Passage provided:
◆ ◆ ◆
This is a partial answer to only some part of the question.

I run a Web site. I am a natural-born US citizen. I own no property outside the US. Why does my Web site have to be GDPR compliant?

People and firms are routinely held liable for civil wrongs and breaches of contract in countries where they have no physical presence and own no property. Often (honestly, usually) a money judgment entered against someone in another country can be enforced against someone in the U.S. against their U.S. assets, if it has a Western-style legal system, under general U.S. law comity principles.

The assumption that a lack of a physical presence in GDPR countries and a lack of assets in those countries is sufficient to protect you from liability in those countries that can be enforced against your U.S. assets is clearly and obviously wrong.

You may be subject to GDPR enforcement actions in a country that has adopted the GDPR, even if you are not present in that country and have no assets there, if your online activities are sufficiently connected to that country to give it what is called "long arm jurisdiction" in the interstate domestic context. I am not familiar enough with the GDPR (or the relevant technologies, for that matter) to know what exactly that kind of sufficient connection looks like.

A new treaty may formalize the foreign judgment enforcement process in the U.S., its political prospects are unclear.
◆ ◆ ◆
Collected data:
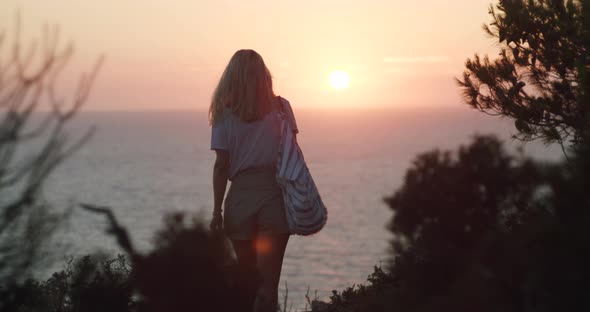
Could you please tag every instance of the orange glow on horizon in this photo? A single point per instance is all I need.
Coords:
◆ ◆ ◆
Task requirements:
a) Using the GDPR passage, answer each question:
(i) Under what principles can a money judgment from another country often be enforced against U.S. assets?
(ii) What does the writer say they are not familiar enough with?
(iii) How does the writer describe the political prospects of a new treaty?
b) List every fact that the person asking the question in the GDPR passage states about themselves.
c) Print the portion of the GDPR passage from "I run a Web" up to and including "law comity principles.".

Solutions for each task:
a)
(i) General U.S. law comity principles.
(ii) The GDPR and the relevant technologies.
(iii) As unclear.

b)
- They run a Web site.
- They are a natural-born US citizen.
- They own no property outside the US.

c)
I run a Web site. I am a natural-born US citizen. I own no property outside the US. Why does my Web site have to be GDPR compliant?

People and firms are routinely held liable for civil wrongs and breaches of contract in countries where they have no physical presence and own no property. Often (honestly, usually) a money judgment entered against someone in another country can be enforced against someone in the U.S. against their U.S. assets, if it has a Western-style legal system, under general U.S. law comity principles.